● **DATA EXTRACT**
——

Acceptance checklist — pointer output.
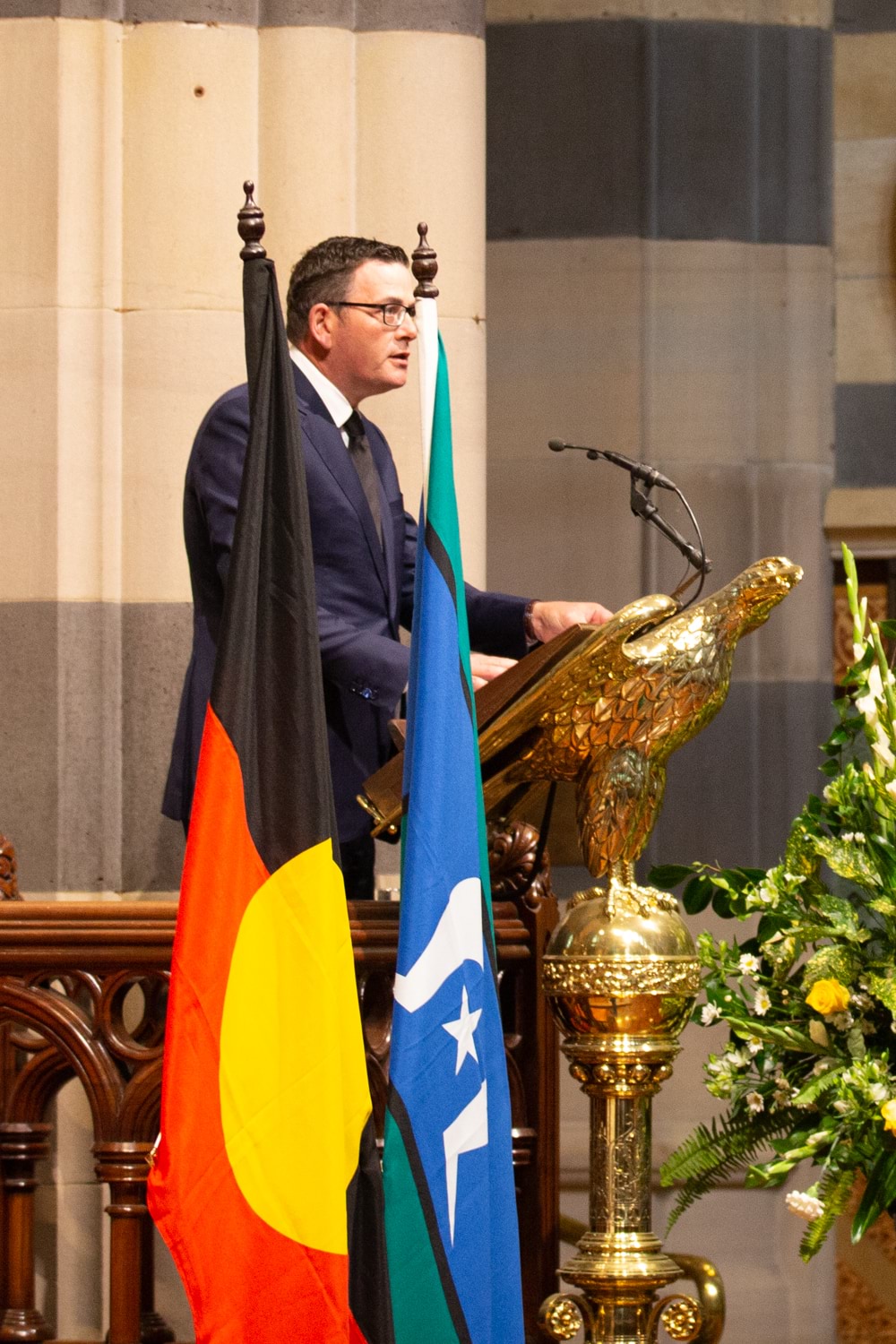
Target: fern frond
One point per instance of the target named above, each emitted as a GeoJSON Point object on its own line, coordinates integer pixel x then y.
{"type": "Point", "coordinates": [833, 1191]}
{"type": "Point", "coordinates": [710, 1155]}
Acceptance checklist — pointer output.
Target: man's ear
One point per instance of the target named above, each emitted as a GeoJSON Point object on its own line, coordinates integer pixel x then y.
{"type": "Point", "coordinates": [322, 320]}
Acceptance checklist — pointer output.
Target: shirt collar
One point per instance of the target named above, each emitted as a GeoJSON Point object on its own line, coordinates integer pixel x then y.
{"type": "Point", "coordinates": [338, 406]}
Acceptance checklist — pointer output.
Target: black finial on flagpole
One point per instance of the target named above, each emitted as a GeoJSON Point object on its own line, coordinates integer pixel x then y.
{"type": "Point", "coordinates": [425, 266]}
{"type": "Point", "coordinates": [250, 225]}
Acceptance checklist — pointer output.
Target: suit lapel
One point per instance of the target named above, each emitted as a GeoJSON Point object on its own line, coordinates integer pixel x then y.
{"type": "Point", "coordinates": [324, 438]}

——

● **ASSIGNED TASK**
Out of the entries above, write out only the lines between the line holding "Target: shirt collar" and the line holding "Target: black finial on flagpole", inclusive, each exactly as given.

● **ANSWER TO THE PROBLEM**
Target: shirt collar
One point per instance of the target named above, each emitted as a GeoJSON Point object on its own line, coordinates integer pixel x then y.
{"type": "Point", "coordinates": [338, 406]}
Acceptance checklist — pointer output.
Target: black finial on flagpole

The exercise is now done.